DATA FOR THE TASK

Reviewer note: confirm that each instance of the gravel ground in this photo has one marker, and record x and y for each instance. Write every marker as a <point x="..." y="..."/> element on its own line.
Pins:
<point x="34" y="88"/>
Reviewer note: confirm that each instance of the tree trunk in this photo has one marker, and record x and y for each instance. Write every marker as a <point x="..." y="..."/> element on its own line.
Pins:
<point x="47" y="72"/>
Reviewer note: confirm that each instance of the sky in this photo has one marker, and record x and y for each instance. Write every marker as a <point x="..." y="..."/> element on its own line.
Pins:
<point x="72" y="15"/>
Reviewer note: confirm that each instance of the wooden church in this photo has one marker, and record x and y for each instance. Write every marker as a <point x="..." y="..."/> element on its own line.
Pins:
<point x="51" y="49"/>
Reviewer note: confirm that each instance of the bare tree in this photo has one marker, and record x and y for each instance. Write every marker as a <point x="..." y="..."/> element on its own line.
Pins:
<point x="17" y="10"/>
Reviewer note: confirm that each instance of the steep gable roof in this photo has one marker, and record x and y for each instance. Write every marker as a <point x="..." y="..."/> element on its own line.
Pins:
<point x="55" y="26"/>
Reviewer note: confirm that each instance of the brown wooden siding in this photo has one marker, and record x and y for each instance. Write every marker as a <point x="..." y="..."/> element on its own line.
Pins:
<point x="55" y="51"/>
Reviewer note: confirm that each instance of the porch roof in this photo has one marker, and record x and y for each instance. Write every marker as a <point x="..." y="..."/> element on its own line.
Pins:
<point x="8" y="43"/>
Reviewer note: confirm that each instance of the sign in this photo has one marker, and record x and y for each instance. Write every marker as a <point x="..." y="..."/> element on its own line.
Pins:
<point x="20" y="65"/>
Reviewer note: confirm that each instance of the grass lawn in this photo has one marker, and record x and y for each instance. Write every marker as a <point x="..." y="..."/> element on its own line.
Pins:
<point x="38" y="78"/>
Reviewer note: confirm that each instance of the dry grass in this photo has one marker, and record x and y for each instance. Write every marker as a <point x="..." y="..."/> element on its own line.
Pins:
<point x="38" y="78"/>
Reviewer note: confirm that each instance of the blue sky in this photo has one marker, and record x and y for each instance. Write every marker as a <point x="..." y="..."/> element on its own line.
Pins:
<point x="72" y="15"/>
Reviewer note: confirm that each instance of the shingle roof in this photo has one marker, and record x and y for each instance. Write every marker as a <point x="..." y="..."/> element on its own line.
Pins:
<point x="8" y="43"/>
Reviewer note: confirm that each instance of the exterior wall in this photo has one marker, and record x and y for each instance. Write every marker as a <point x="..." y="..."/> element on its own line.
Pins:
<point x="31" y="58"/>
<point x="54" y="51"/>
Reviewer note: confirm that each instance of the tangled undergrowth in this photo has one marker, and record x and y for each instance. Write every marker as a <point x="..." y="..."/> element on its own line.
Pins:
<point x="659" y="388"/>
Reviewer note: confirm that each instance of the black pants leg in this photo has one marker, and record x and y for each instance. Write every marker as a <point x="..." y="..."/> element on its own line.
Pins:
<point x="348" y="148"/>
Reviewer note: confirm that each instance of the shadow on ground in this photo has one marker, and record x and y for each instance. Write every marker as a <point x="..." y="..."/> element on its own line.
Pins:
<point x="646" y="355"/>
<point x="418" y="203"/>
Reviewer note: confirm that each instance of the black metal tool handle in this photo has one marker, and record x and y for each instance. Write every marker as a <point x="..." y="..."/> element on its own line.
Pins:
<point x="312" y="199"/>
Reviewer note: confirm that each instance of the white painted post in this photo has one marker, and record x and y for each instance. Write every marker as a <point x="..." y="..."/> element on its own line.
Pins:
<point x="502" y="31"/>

AIM OF THE EXERCISE
Copy every record above exactly as it is.

EXERCISE RESPONSE
Reviewer note: confirm that each instance of the gravel ground in this photo has one marker, and record x and y for each instance. Write every marker as a <point x="..." y="..."/> element on its own line.
Pins:
<point x="34" y="88"/>
Reviewer note: confirm that each instance of the tree trunk in this photo has one marker, and record x and y for each instance. Write every marker as a <point x="..." y="..."/> element on its own line.
Pins:
<point x="47" y="72"/>
Reviewer note: confirm that each instance of the sky in this photo has one marker, and record x and y for each instance. Write every marker as a <point x="..." y="..."/> element on its own line.
Pins:
<point x="72" y="15"/>
Reviewer note: confirm that each instance of the wooden church in this photo has one marker, and record x and y for each instance. Write every marker as a <point x="..." y="..."/> element on its own line.
Pins:
<point x="51" y="49"/>
Reviewer note: confirm that each instance of the bare tree in this photo has one marker, and record x and y for each instance. Write every marker as a <point x="..." y="..."/> element on its own line.
Pins:
<point x="17" y="10"/>
Reviewer note: confirm that each instance of the steep gable roof in this photo has one marker, and record x and y for each instance. Write every marker as a <point x="..." y="..."/> element on its own line.
Pins:
<point x="55" y="26"/>
Reviewer note: confirm that each instance of the brown wooden siding in this photo has one marker, and record x and y for each instance. Write every marker as a <point x="..." y="..."/> element on its own line.
Pins:
<point x="55" y="51"/>
Reviewer note: confirm that each instance of the porch roof in this photo has one marker, and record x and y for each instance. Write every marker as a <point x="..." y="..."/> element on its own line.
Pins:
<point x="8" y="43"/>
Reviewer note: confirm that each instance of the sign in this photo has one marker, and record x and y for each instance. Write every marker as a <point x="..." y="..."/> element on its own line.
Pins:
<point x="20" y="65"/>
Reviewer note: confirm that each instance of the grass lawn in this photo has one marker, and record x and y for each instance. Write every marker as a <point x="..." y="..."/> element on its own line.
Pins:
<point x="38" y="78"/>
Reviewer note: confirm that each instance of the dry grass in this photo has one marker, and record x and y for each instance. Write every marker as a <point x="..." y="..."/> element on its own line.
Pins:
<point x="38" y="78"/>
Reviewer note: confirm that each instance of the blue sky in this photo has one marker, and record x and y for each instance. Write every marker as a <point x="..." y="..."/> element on its own line.
Pins:
<point x="72" y="15"/>
Reviewer note: confirm that each instance of the shingle roof in this photo has one marker, and record x and y for each instance. Write every marker as a <point x="..." y="..."/> element on its own line.
Pins:
<point x="8" y="43"/>
Reviewer note: confirm that each instance of the exterior wall in this photo has one marker, and record x and y for each instance. Write every marker as a <point x="..." y="..."/> element on its own line.
Pins:
<point x="31" y="58"/>
<point x="54" y="51"/>
Reviewer note: confirm that each instance of the tangled undergrowth in this photo has one marker, and record x and y for each instance. Write every marker as a <point x="..." y="..."/> element on its own line.
Pins:
<point x="659" y="388"/>
Reviewer note: confirm that each instance of the black pants leg in this photo has one marker, and record x and y for each instance. Write every marker as a <point x="..." y="..."/> element on its own line.
Pins:
<point x="348" y="148"/>
Reviewer note: confirm that each instance of the shadow on ground in this photo has one marker, and record x and y for each instance. Write every marker as a <point x="..." y="..."/> element on its own line.
Pins:
<point x="646" y="355"/>
<point x="418" y="203"/>
Reviewer note: confirm that each instance of the black metal tool handle in this photo has one marker, and record x and y for each instance. Write every marker as a <point x="..." y="..."/> element on its own line.
Pins:
<point x="312" y="199"/>
Reviewer note: confirm that each instance of the white painted post in this photo has one marker, and record x and y for each instance. Write every marker as a <point x="..." y="..."/> element on its own line.
Pins:
<point x="502" y="31"/>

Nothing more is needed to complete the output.